- **SET TASK**
Count the lines in the rows below that contain the word "placemat", with case significant, and give only the number.

Extracted data entries:
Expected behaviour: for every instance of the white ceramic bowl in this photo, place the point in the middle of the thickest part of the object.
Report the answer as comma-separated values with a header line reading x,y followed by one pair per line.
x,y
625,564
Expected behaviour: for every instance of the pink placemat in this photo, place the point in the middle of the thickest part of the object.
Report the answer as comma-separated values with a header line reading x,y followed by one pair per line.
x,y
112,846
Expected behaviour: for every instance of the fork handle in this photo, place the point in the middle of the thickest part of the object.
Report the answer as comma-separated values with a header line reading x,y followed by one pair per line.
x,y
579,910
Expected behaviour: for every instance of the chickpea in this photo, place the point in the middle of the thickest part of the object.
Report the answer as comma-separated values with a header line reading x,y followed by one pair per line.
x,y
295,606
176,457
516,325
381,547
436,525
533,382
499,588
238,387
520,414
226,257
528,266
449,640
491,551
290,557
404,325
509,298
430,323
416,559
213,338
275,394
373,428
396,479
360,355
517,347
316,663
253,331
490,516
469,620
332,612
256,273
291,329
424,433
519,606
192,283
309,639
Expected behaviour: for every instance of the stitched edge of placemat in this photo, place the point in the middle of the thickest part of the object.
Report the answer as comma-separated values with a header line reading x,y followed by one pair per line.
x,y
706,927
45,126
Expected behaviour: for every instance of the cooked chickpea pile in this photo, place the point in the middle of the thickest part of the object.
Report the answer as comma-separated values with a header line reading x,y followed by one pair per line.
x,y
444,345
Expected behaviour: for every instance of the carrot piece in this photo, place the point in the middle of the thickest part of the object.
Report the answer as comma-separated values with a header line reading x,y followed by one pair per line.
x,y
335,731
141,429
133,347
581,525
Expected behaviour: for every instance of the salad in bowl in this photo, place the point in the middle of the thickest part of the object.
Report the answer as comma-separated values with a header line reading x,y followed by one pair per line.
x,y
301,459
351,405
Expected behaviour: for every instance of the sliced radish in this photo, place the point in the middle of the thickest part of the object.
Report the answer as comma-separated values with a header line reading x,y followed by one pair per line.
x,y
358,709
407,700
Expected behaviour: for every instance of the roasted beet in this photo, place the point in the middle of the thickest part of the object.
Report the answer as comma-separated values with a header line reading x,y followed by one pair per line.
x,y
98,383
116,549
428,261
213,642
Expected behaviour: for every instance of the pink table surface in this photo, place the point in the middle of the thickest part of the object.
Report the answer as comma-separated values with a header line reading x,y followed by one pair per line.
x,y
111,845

...

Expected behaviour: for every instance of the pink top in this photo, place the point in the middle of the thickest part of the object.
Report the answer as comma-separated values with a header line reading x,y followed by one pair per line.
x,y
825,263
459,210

- **FINISHED TASK**
2